**WORK TO COMPLETE**:
Without copying any picture, return all lines below exactly.

········

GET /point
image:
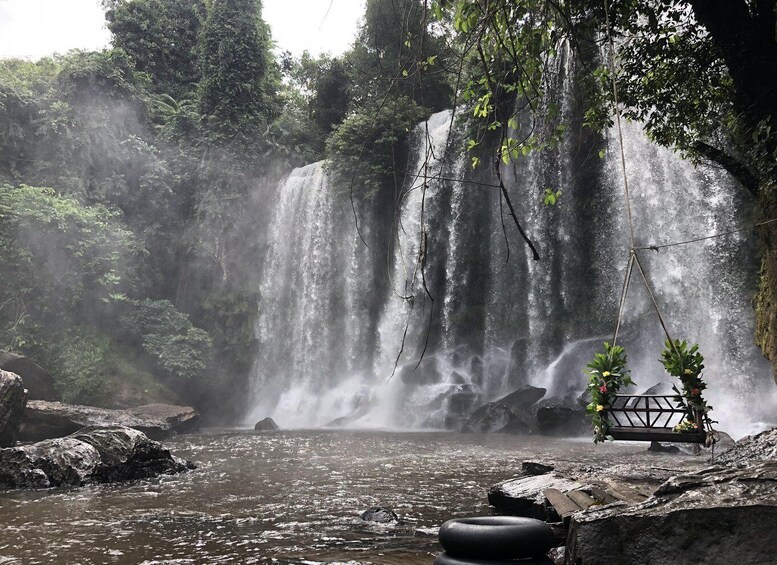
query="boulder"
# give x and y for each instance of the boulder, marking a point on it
(495, 418)
(761, 447)
(38, 382)
(533, 468)
(523, 398)
(266, 425)
(562, 416)
(716, 516)
(13, 398)
(380, 515)
(46, 420)
(524, 496)
(127, 454)
(90, 456)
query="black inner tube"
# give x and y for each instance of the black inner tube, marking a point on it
(496, 537)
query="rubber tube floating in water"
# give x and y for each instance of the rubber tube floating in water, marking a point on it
(490, 538)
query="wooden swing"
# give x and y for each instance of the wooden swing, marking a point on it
(645, 417)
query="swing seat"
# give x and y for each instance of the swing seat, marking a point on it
(651, 417)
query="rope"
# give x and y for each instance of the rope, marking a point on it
(618, 121)
(697, 239)
(626, 282)
(655, 304)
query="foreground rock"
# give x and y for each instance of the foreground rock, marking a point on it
(524, 496)
(761, 447)
(266, 425)
(716, 516)
(562, 416)
(38, 382)
(13, 398)
(48, 420)
(94, 455)
(380, 515)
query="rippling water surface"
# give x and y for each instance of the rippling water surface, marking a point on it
(285, 497)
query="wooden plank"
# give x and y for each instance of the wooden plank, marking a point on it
(603, 496)
(581, 499)
(563, 505)
(625, 492)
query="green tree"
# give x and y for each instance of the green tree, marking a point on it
(398, 53)
(700, 74)
(161, 37)
(239, 76)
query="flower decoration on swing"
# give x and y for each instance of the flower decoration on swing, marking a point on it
(606, 375)
(687, 364)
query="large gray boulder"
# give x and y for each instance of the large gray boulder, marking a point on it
(94, 455)
(562, 416)
(38, 382)
(47, 420)
(716, 516)
(13, 398)
(495, 418)
(266, 425)
(761, 447)
(521, 399)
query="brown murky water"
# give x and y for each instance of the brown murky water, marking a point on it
(289, 497)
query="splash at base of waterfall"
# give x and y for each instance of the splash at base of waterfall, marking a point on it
(340, 346)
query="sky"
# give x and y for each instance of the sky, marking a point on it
(36, 28)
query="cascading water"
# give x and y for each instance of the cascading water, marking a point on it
(331, 336)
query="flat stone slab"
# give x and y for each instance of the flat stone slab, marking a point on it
(93, 455)
(715, 516)
(48, 420)
(524, 496)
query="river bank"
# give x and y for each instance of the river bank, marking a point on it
(292, 497)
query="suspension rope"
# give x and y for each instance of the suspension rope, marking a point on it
(655, 304)
(706, 237)
(618, 121)
(626, 282)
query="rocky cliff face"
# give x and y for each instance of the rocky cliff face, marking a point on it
(13, 398)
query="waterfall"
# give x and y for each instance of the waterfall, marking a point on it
(484, 324)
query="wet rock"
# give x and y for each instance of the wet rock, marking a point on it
(92, 455)
(13, 398)
(46, 420)
(127, 454)
(523, 496)
(523, 398)
(716, 516)
(38, 382)
(49, 463)
(534, 468)
(751, 448)
(657, 447)
(380, 515)
(177, 419)
(495, 418)
(562, 416)
(266, 425)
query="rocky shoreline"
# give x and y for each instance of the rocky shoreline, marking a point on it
(690, 513)
(78, 445)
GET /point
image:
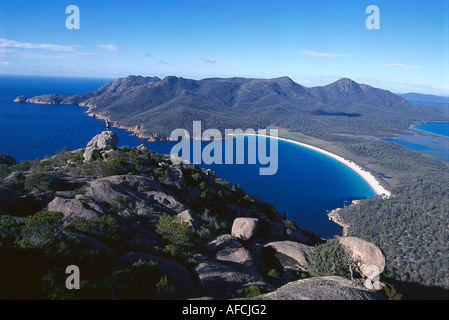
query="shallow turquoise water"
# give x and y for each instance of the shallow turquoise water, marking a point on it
(306, 185)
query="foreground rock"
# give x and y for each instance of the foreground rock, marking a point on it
(177, 274)
(365, 253)
(244, 228)
(100, 145)
(228, 268)
(321, 288)
(290, 254)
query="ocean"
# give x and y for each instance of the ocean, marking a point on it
(306, 185)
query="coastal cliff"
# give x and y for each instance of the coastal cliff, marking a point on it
(152, 108)
(122, 213)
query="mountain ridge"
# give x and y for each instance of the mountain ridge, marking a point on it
(157, 106)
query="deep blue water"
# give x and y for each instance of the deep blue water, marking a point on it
(306, 185)
(437, 128)
(429, 102)
(435, 146)
(28, 131)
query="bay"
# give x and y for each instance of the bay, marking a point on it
(306, 185)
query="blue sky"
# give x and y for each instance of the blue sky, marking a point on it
(314, 42)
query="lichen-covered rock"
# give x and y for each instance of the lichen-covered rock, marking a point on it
(107, 140)
(290, 254)
(75, 208)
(227, 268)
(321, 288)
(188, 216)
(178, 275)
(366, 253)
(244, 228)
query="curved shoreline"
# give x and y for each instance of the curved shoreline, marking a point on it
(375, 185)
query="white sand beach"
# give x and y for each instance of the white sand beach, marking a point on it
(367, 176)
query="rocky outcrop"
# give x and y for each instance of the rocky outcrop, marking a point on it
(321, 288)
(100, 145)
(189, 217)
(244, 228)
(365, 253)
(177, 274)
(227, 268)
(76, 208)
(7, 197)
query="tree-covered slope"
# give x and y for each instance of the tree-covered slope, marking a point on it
(158, 106)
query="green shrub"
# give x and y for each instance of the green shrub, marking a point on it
(330, 259)
(9, 228)
(105, 226)
(42, 230)
(179, 237)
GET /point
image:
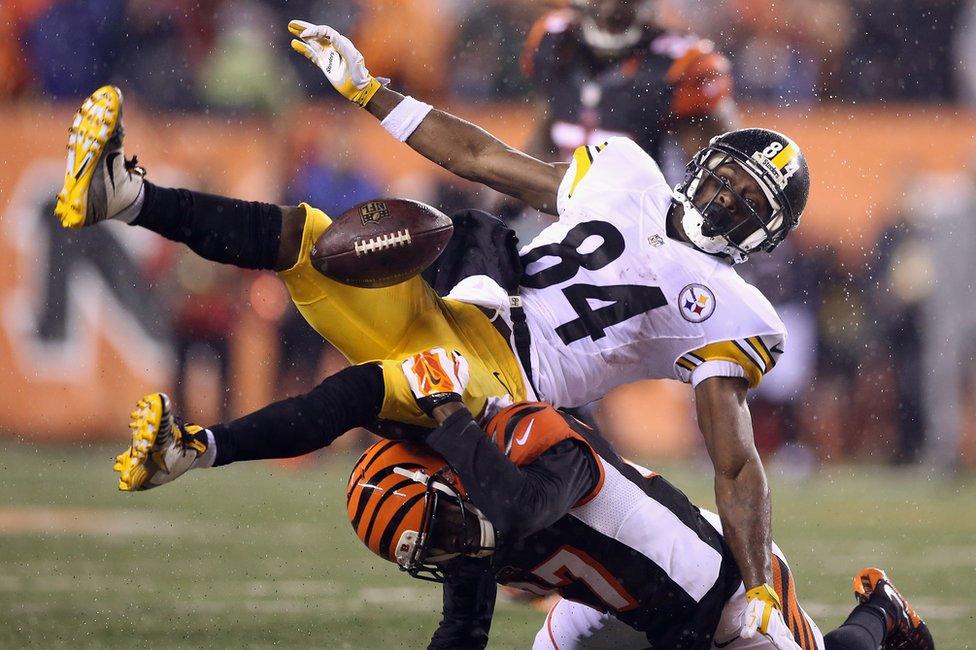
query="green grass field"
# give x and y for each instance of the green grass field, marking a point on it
(261, 555)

········

**SOLUTION TO THE PROBLEM**:
GET /point
image:
query="boulder"
# give x and y for each instance of the boulder, marking a point on it
(495, 418)
(761, 447)
(38, 382)
(533, 468)
(523, 398)
(266, 425)
(562, 416)
(716, 516)
(13, 398)
(380, 515)
(46, 420)
(524, 496)
(127, 454)
(90, 456)
query="black inner tube"
# give x and y for each instance of the black inner tube, marking a point on it
(496, 537)
query="rubber tube floating in water"
# give x and y for each instance of the rubber tube floating in water, marking a point on it
(490, 538)
query="wooden swing"
# give x and y for each instance of the wooden swing, marking a point on it
(645, 417)
query="swing seat"
# give x and y for each instance of the swing seat, marking a point on it
(651, 417)
query="rope"
# give x and y for each instance of the rope, marking a point on it
(618, 121)
(697, 239)
(626, 282)
(655, 304)
query="foreground rock"
# give x and y for each instance of the foreground rock, marking a point on it
(524, 496)
(761, 447)
(266, 425)
(716, 516)
(562, 416)
(38, 382)
(13, 398)
(48, 420)
(94, 455)
(380, 515)
query="rippling water surface"
# give x and y for each instance of the rippling water surface, marking a point on it
(285, 497)
query="wooden plank"
# give x and y for each instance of the wooden plank, marking a point on it
(603, 496)
(581, 499)
(563, 505)
(625, 492)
query="green tree"
# give x and y for each instance of the green tree, marking a point on it
(398, 53)
(700, 74)
(161, 37)
(239, 76)
query="flower decoration on swing"
# give x and y for each instance of the flower decoration on swing, marking a point on it
(606, 375)
(687, 364)
query="large gray boulder"
# give x and y for each instance of the large gray boulder, marking a point on it
(94, 455)
(562, 416)
(38, 382)
(47, 420)
(716, 516)
(13, 398)
(495, 418)
(266, 425)
(761, 447)
(521, 399)
query="brown murky water"
# give x and y for each instance of the brown murky water, marking a point on it
(289, 497)
query="splash at base of waterfall"
# give x and y for each instance of the splash at base of waterfall, marking a point on it
(340, 346)
query="sky"
# give x and y for each instance of the sky, marking a point on it
(36, 28)
query="cascading water"
# give x and y for each instance of the cascading water, marking a point on it
(331, 336)
query="flat stone slab"
# give x and y for each instance of the flat stone slab, marking a point on it
(93, 455)
(715, 516)
(48, 420)
(524, 496)
query="river bank"
# give x and y for each instance of the river bank, marking a point on it
(292, 497)
query="suspension rope"
# give x and y for each instance of the suspension rope, marking a point on it
(655, 304)
(706, 237)
(618, 121)
(626, 282)
query="rocky cliff face"
# give x and y for each instance of the rocky cliff face, marking a point on it
(13, 398)
query="waterfall"
# give x and y for each instance of the waterfall, marking a point on it
(484, 324)
query="wet rock"
# give x and y for each instance of the wet rock, marking a point on it
(92, 455)
(13, 398)
(46, 420)
(127, 454)
(523, 496)
(523, 398)
(716, 516)
(38, 382)
(49, 463)
(534, 468)
(751, 448)
(657, 447)
(380, 515)
(177, 419)
(495, 418)
(562, 416)
(266, 425)
query="rocky shoreline"
# give x and y for each instance of the rocky shoreline, marking a point on it
(690, 513)
(78, 445)
GET /point
image:
query="shallow turquoise water"
# give x and y for each instance of the shallow turquoise water, marking a point on it
(306, 185)
query="foreground rock"
# give x and y for each instance of the foreground rock, marking a point on it
(177, 274)
(365, 253)
(244, 228)
(100, 145)
(228, 268)
(321, 288)
(290, 254)
query="ocean"
# give x and y for each instance of the ocean, marking a point on it
(306, 185)
query="coastal cliff"
# give x and y for each instance of the coastal cliff, marking a point on it
(152, 108)
(122, 213)
query="mountain ridge"
# give x and y for each instance of the mountain ridge, marking a point on it
(157, 106)
query="deep blue water"
# give x and y for each instance of the deep blue water, marking a point on it
(306, 185)
(437, 128)
(429, 102)
(435, 146)
(28, 131)
query="bay"
# give x and y for each instance of the bay, marking a point on it
(306, 185)
query="blue sky"
# give x and y for each instance of the blue sky, marking a point on it
(314, 42)
query="lichen-covered rock"
# give x and y for each instance of the lichen-covered rock, marking a point on it
(107, 140)
(290, 254)
(75, 208)
(227, 268)
(321, 288)
(188, 216)
(178, 275)
(366, 253)
(244, 228)
query="curved shoreline"
# give x and y for each instance of the curved shoreline, marking a point on it
(375, 185)
query="white sand beach"
# give x and y for each instance of the white sand beach, marking a point on it
(367, 176)
query="rocky outcrop"
# give x and y for each instance of the rocky outcrop, marking a point on it
(321, 288)
(100, 145)
(189, 217)
(244, 228)
(365, 253)
(177, 274)
(227, 268)
(76, 208)
(7, 197)
query="tree-covered slope"
# give x and y for each instance of the tree-covered slope, marking a point on it
(158, 106)
query="green shrub"
# give x and y for each instance of the green shrub, marking a point on it
(330, 259)
(9, 228)
(105, 226)
(42, 230)
(179, 237)
GET /point
image:
query="green grass field"
# give x and y for each instance of the green grass field, marking a point on it
(261, 555)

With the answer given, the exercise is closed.